**阅读文本**
HiHippie commented 2 years ago

记录待复现/排查的bug

训练过程中会遇到RuntimeError: Check failed: in_tensor_desc.is_dynamic() == false,暂未定位到问题。 求助guo ran后得知是“系统中对is_dynamic的处理不太完善,很多op都假设处理的静态的情况”。 DETR有很多padding,以及动态大小的tensor情况,且用到很多reshape, permute之类的op,可能是潜在的原因。

复现/排查到之后会更新过来。

File "/dataset/czq_home/projects/libai/libai/engine/default.py", line 472, in train
    super().train(self.start_iter, self.max_iter)
  File "/dataset/czq_home/projects/libai/libai/engine/trainer.py", line 146, in train
    self.run_step()
  File "/dataset/czq_home/projects/libai/libai/engine/default.py", line 476, in run_step
    self._trainer.run_step(self.get_batch, self.cfg.train.input_placement_device)
  File "/dataset/czq_home/projects/libai/projects/DETR/trainer/detr_trainer.py", line 55, in run_step
    data = next(self._data_loader_iter)
  File "/dataset/czq_home/anaconda3/envs/libai/lib/python3.7/site-packages/oneflow/utils/data/dataloader.py", line 530, in __next__
    data = self._next_data()
  File "/dataset/czq_home/anaconda3/envs/libai/lib/python3.7/site-packages/oneflow/utils/data/dataloader.py", line 1129, in _next_data
    return self._process_data(data)

**数据集部分**
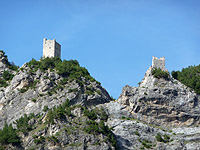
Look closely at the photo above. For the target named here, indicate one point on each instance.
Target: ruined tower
(51, 48)
(159, 63)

**任务说明**
请照抄阅读文本中从“HiHippie commented 2”开始、到“super().train(self.start_iter, self.max_iter)”为止（含这几个字）的部分。

**参考答案**
HiHippie commented 2 years ago

记录待复现/排查的bug

训练过程中会遇到RuntimeError: Check failed: in_tensor_desc.is_dynamic() == false,暂未定位到问题。 求助guo ran后得知是“系统中对is_dynamic的处理不太完善,很多op都假设处理的静态的情况”。 DETR有很多padding,以及动态大小的tensor情况,且用到很多reshape, permute之类的op,可能是潜在的原因。

复现/排查到之后会更新过来。

File "/dataset/czq_home/projects/libai/libai/engine/default.py", line 472, in train
    super().train(self.start_iter, self.max_iter)